TEXT PROVIDED:
=======
Any opinions expressed here are
ONLY those of the poster.
Other mentors have their own opinions and some of those are going to be different.
Otherwise, this is information for Mentors of FTC teams 8578 and 11959
Columbus, Indiana
Sunday, September 2, 2018
"Code to Joy"
Ludwig von Beethoven
“The thing that gets lost,” he says, “and which I think is important to
know, is that programming is never easy. You’re never doing the same
thing twice, because code is infinitely reproducible and if you’ve
already solved a problem and you encounter it again, you just use your
old solution. So by definition you’re kind of always on this frontier
where you’re out of your depth. And one of the things you have to learn
is to accept that feeling – of being constantly wrong.” - Quincy Larson, quoted by Andrew Smith in https://www.1843magazine.com/features/code-to-joy
Information is where you find it, and if you go looking for articles that require a little thinking they have a way of finding you. Case in point: I'm not a regular Economist reader (1843 is a cultural offshoot of the Economist), but this article by a journalist who decided to learn to code bubbled up on my news feed one day. I read it, and I'm glad I did. Ode To Joy is also the fourth movement of Beethoven's Ninth (which is why he gets a cameo), and the Code to Joy title seems to me to reflect the way that dedicated and skilled professionals feel about their life's work. It may play into the interfaces necessary for making a symphony work, but I didn't read that much into it.
Anyway, this sentence really stood out to me "...you’re kind of always on this frontier where you’re out of your depth. And one of the things you have to learn is to accept that feeling – of being constantly wrong.”
It sounds kind of sporting, doesn't it? It is, but that's why we love it. There's always that little hit of adrenaline that kicks in because we don't absolutely know what's going to happen next.
Let's pull back a few klicks and challenge a word we've gotten too comfortable with. Mathematics is no more just arithmetic and geometry than "Life" is last night's leftovers and mowing the lawn. Computer science, it may surprise you to hear, is applied mathematics. I usually say "an applied mathematic" but that's just to emphasize the point, because the real experts like to fight over whether "applied" or "pure" mathematics is better. I think it's kind of a dumb argument.
=======
EXERCISE TASK:
Please carry the text about programming and the "Code to Joy" article forward from its last sentence. The data after this text isn't needed.
=======
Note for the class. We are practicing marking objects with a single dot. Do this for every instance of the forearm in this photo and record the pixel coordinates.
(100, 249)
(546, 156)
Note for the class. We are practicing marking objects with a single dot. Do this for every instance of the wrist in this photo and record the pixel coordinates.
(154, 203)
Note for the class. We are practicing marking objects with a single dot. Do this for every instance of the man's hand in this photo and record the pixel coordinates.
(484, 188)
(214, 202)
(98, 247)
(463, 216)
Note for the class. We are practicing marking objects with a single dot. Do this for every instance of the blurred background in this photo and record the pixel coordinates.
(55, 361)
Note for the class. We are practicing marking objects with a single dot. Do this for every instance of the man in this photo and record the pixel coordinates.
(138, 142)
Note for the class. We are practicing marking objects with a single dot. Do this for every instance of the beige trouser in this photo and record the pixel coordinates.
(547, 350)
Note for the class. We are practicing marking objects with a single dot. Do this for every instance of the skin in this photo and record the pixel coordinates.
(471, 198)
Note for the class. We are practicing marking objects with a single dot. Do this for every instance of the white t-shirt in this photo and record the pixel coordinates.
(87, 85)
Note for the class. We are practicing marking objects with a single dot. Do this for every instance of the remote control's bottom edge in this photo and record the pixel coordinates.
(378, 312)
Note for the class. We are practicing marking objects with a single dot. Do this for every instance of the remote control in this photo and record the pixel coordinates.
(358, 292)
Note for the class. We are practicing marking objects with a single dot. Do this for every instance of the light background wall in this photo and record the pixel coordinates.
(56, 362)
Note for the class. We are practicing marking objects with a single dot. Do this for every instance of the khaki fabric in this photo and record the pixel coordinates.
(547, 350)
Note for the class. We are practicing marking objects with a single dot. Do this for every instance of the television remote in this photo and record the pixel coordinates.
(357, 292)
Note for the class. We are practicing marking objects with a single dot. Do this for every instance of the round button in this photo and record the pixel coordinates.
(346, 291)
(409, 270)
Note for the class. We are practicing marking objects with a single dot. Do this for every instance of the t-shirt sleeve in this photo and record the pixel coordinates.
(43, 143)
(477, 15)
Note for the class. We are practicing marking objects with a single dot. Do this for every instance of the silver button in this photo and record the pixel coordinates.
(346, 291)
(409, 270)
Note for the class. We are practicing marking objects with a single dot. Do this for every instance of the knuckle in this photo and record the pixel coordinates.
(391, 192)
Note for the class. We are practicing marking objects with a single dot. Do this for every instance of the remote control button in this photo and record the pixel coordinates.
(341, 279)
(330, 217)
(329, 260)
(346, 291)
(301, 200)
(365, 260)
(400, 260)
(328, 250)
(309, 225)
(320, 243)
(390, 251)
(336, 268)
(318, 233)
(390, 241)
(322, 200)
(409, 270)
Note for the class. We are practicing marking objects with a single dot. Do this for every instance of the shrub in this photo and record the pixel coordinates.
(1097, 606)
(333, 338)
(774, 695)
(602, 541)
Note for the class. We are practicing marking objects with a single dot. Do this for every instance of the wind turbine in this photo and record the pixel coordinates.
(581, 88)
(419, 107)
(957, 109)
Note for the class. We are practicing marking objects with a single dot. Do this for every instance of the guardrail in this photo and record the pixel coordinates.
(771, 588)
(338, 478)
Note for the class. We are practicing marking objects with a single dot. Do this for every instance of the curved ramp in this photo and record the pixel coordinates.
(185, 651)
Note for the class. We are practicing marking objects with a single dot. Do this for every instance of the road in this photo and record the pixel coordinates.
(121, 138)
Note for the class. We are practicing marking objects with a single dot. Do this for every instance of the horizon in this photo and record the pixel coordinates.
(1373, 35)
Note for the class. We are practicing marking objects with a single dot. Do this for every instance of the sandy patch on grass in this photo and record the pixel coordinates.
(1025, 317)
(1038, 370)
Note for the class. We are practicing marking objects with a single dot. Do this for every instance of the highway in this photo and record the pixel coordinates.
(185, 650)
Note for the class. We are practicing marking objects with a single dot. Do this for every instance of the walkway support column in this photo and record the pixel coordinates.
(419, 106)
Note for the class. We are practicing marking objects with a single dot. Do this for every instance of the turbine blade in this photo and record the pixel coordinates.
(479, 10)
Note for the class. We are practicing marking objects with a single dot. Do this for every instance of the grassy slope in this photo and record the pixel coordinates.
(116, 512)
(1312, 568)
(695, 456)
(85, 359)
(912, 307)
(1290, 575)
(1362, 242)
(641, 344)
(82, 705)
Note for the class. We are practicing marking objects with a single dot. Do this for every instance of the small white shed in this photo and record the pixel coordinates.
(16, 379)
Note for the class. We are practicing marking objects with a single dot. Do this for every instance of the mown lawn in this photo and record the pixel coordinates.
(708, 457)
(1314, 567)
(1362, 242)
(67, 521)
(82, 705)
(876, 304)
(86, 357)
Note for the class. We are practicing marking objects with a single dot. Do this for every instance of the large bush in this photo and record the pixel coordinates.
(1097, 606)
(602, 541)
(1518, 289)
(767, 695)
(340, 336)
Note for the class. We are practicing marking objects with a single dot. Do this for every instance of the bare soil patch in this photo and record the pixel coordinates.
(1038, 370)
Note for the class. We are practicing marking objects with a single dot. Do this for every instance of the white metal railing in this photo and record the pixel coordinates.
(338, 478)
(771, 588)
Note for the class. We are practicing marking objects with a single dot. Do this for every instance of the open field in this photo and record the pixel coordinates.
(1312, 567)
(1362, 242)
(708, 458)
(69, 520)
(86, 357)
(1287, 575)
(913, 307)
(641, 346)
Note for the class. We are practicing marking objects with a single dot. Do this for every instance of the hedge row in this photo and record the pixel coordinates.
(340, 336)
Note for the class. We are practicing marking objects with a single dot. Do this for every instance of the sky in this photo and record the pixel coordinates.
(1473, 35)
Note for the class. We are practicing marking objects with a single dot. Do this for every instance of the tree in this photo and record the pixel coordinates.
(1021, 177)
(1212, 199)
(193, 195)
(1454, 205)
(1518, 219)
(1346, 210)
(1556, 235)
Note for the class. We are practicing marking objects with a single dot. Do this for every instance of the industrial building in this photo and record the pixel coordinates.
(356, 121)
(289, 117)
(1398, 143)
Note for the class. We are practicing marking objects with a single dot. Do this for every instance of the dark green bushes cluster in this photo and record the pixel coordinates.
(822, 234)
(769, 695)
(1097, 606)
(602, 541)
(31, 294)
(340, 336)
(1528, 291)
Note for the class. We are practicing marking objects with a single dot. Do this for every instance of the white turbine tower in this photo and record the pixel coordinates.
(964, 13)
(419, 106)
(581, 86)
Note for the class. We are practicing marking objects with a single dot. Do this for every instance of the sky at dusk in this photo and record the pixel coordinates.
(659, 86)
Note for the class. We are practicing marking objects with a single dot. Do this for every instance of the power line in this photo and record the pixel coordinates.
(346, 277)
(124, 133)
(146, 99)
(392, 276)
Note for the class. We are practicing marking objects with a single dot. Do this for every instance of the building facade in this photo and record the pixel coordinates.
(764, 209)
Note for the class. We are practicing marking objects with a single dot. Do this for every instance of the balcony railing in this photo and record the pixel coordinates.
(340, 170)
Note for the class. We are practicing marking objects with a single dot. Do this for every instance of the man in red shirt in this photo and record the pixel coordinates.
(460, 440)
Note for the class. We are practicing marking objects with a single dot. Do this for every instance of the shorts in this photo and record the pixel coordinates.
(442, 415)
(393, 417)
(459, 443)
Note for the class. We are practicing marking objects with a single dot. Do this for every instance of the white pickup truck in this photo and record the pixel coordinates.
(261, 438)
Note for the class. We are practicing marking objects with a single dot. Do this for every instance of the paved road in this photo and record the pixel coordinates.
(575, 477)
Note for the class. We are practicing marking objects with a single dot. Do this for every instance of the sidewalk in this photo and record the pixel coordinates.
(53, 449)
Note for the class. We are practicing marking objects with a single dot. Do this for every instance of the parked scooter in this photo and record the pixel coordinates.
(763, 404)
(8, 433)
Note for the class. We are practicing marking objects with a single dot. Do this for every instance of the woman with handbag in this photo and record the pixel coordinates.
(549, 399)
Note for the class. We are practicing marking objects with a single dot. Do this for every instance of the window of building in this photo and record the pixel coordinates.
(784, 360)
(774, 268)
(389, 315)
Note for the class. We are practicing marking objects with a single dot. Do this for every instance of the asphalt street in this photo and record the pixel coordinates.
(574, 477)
=======
EXERCISE RESULT:
https://xkcd.com/435/
Math is funny stuff for both the pure and applied mathematicians with lots of ties to music, language, philosophy, and logic. In fact, a big chunk of a math degree (especially pure math) once someone finishes the calculus series is how to use that logic to prove things called theorems. Here's one: "if group A includes all the pasta types, and group B includes all marinara sauces, then every pasta meal has marinara sauce." A Skyline chili just blows that away, and the disproof - the proving it false, is both tasty and trivial.
The point being that some things are easier to prove than others, and most of them depend on some sort of assumptions and definitions we make along the way.
Parts of CS (Computer Science) are a really peculiar fusion of the pure and the applied - the code must do something, so it is "Applied Math," but it is subject to theoretical constraints and proofs, so it elbows into "Pure Math" too. Consequently neither type of mathematician totally trusts CS, at least until they need a job. (My background is a mix of applied math and CS, so I catch shade from everybody. :-D )
You might have guessed that proving things about code is where we're headed, and you'd be right. You can just whale on the code until it's bludgeoned into something like cooperation, but this is horrifying. Yes, you get this wobbling object that trots itself partway across the field (yay! the robot works!!) but then it disgorges its bits and bytes in a public and appalling display of the perils of illogic (wow, what went wrong with the robot and can you fix it in 5 minutes?!). That's no fun at all.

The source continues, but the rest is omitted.